* _Required tasks_
(A) Answer these questions using the text on the 2008 Tri Nations Series.
(i) Which annual Tri Nations competition was the 2008 series?
(ii) How many successive home victories did the All Blacks have going into the series?
(iii) How many weeks did South Africa spend at number one in the IRB World Rankings before slipping to second?
(B) According to the text on the 2008 Tri Nations Series, why did the All Blacks secure the series title on 13 September 2008? Answer in one to three sentences.
(C) Continue the text on the 2008 Tri Nations Series from its last sentence.

* _Text segment_
--- BEGIN ---

The 2008 Tri Nations Series was the thirteenth annual Tri Nations competition between the national rugby union teams of New Zealand, Australia and South Africa. The All Blacks won the series on 13 September 2008 after defeating Australia in the last match of the series.

Background 
This was the first Tri Nations tournament after South Africa's 2007 Rugby World Cup victory, and they went into the competition as the top team in the IRB World Rankings (having ended a 175-week run for New Zealand). On 30 June 2008, before the tournament began, New Zealand and Australia were ranked second and third in the world respectively.

The All Blacks went into the series with a world record 29 successive home victories, and South Africa with a 13 match winning streak.

By the end of the tournament New Zealand had retaken top place in the IRB World Rankings. After 26 weeks at number one, South Africa slipped to second. Australia remained third.

The final match of the Bledisloe Cup series between Australia and New Zealand took place after the Tri-Nations, on 1 November (the first 3 matches of the series were part of the Tri-Nations).

--- END ---

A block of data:
--- BEGIN ---

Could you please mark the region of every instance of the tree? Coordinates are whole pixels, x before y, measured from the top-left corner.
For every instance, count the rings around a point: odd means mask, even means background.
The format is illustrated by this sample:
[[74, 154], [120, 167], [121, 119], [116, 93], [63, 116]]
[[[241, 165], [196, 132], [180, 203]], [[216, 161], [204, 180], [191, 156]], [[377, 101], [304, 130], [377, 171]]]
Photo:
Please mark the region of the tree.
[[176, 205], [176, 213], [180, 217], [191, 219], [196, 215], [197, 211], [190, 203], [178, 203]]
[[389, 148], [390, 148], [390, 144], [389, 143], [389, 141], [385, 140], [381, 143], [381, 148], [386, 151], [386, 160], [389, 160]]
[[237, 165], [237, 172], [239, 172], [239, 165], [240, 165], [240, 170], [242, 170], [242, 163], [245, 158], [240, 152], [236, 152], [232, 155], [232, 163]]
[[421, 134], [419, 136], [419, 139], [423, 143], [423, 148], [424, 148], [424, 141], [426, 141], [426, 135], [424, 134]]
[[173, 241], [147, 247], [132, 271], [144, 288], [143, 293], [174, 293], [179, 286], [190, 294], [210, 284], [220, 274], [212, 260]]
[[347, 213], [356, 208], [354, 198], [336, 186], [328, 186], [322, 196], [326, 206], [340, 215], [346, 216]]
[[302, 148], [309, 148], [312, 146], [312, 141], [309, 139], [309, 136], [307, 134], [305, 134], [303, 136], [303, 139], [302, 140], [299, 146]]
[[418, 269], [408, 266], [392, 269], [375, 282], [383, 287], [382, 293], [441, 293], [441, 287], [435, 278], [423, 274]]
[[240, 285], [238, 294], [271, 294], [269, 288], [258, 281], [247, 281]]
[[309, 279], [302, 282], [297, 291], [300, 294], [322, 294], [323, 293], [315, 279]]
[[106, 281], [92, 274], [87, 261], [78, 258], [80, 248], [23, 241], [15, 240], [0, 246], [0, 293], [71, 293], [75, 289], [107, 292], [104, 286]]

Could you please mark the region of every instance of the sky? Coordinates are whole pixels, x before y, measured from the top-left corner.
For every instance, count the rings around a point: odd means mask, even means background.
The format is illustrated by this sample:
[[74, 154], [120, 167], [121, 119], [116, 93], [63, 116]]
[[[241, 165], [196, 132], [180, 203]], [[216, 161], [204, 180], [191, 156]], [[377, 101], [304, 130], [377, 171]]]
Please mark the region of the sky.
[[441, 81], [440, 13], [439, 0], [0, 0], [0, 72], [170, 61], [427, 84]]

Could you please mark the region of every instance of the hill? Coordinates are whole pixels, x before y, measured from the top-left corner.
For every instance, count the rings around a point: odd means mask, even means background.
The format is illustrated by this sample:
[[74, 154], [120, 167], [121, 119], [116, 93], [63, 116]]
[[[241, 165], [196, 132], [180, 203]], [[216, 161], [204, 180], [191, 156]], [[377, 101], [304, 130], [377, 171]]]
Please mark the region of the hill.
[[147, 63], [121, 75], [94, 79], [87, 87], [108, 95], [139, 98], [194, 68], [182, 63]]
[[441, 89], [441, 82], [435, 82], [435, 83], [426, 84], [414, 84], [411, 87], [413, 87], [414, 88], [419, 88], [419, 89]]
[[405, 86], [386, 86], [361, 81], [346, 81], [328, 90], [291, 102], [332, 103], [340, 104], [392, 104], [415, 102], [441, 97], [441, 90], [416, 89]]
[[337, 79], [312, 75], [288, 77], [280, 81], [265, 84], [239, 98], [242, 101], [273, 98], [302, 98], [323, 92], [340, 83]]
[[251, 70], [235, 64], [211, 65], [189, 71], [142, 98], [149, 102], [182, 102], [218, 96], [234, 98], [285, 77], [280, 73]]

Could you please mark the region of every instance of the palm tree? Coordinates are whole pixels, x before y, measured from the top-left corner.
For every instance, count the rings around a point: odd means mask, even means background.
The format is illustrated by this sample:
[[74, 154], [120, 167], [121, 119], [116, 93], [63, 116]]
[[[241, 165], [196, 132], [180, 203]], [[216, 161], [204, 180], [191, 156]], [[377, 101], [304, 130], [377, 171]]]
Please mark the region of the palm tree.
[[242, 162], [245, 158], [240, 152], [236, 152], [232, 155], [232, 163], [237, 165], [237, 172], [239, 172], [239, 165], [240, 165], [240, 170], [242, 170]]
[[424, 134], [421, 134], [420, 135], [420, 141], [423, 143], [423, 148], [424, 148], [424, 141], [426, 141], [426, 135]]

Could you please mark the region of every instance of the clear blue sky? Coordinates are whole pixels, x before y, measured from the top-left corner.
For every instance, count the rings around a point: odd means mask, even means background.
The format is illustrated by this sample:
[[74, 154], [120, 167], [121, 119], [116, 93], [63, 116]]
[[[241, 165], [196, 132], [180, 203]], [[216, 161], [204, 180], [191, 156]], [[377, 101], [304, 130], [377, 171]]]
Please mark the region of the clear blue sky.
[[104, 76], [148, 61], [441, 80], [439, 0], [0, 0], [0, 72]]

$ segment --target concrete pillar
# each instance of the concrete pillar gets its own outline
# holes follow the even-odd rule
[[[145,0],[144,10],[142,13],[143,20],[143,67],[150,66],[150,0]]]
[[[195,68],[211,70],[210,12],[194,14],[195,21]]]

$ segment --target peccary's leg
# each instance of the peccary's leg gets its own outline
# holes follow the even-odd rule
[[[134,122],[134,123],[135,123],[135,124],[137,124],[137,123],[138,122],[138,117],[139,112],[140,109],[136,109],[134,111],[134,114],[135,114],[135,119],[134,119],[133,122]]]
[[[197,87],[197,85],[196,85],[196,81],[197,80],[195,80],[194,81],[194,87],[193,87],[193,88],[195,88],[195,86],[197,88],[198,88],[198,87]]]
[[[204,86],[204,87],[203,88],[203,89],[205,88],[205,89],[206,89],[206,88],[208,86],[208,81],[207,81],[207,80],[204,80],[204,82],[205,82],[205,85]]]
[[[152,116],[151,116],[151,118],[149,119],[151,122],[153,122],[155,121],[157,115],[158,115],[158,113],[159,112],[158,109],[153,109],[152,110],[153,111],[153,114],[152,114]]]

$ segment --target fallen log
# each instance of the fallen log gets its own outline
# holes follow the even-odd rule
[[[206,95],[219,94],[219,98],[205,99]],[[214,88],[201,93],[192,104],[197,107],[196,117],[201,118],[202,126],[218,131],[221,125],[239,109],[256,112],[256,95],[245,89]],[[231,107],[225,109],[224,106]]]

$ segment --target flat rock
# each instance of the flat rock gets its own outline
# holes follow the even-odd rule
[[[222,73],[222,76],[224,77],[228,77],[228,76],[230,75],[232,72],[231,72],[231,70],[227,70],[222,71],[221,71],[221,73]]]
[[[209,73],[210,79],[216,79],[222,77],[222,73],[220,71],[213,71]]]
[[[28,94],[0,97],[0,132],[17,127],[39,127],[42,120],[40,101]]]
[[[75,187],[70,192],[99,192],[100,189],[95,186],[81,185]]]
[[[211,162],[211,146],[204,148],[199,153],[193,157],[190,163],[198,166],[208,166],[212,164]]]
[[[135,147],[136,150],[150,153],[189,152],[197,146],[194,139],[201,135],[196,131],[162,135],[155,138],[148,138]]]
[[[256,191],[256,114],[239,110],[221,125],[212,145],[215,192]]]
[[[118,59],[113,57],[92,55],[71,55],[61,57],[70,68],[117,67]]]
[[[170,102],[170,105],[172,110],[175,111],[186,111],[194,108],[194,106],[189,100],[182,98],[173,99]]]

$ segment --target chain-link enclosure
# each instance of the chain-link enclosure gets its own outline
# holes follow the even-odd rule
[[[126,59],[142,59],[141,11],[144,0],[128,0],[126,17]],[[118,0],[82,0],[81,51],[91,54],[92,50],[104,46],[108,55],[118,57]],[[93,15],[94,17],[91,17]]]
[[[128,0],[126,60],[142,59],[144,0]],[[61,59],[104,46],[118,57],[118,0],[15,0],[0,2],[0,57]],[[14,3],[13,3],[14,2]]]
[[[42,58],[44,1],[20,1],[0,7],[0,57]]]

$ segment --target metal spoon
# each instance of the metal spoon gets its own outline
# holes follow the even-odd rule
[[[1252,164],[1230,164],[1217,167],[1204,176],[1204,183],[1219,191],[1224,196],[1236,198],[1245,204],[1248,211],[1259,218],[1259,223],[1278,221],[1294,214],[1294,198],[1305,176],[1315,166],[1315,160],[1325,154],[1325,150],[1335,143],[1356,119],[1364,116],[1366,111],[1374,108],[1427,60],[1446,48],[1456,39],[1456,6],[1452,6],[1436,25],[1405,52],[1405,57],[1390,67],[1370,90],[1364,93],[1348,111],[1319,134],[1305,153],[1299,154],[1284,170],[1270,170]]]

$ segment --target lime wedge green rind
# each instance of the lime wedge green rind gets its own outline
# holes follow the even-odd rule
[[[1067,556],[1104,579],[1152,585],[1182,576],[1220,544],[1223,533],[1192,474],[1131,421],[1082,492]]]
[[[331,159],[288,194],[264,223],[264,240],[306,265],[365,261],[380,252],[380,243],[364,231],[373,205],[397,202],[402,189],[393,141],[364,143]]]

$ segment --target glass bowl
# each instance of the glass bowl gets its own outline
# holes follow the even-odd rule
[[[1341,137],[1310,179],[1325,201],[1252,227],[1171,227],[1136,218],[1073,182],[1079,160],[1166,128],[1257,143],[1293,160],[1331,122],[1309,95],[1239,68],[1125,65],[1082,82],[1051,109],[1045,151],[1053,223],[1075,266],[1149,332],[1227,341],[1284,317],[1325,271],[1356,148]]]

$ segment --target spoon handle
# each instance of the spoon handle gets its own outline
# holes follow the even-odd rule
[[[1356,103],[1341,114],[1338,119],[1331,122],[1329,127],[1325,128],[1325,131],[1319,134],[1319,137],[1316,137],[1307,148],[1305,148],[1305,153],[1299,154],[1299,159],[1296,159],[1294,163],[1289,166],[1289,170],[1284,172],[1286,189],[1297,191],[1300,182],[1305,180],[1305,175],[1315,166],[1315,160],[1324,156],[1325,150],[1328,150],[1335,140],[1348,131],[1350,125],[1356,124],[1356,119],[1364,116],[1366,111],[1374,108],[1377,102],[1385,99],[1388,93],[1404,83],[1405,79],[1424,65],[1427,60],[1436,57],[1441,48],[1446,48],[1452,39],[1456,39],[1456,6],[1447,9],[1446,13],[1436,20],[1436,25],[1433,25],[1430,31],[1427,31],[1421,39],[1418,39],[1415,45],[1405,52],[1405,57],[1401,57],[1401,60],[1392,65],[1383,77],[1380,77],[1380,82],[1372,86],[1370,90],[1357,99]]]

--- END ---

* _The replies_
(A)
(i) It was the thirteenth annual competition.
(ii) They had 29 successive home victories, a world record.
(iii) South Africa spent 26 weeks at number one.

(B) The All Blacks won the series on 13 September 2008 because on that day they defeated Australia in the last match of the series.

(C)
Experimental Law Variations 

Several of the sport's Experimental Law Variations (or ELVs) were trialled as part of the 2008 Tri Nations. A global trial of 13 ELVs at all levels is to be conducted for one year from 1 August 2008. The Tri Nation's governing body SANZAR approved the trial of all the ELVs that had been included in the 2008 Super 14 season, as well as the ELVs to be trialled globally. Statistics from the 2008 Super 14 revealed the ELVs increased the number of tries, reduced the number of line-outs and penalties, increased the number of free kicks, but did not change the number of scrums or mauls. The changes increased the attacking opportunities from scrums.

Standings

Fixtures

The Springboks get their first win over the All Blacks at Carisbrook, and their first win in New Zealand since 1998

 This match saw two players reach major milestones:
 Dan Carter became the ninth player in history with 800 Test points.
 Percy Montgomery became the ninth player in history to earn his 100th Test cap.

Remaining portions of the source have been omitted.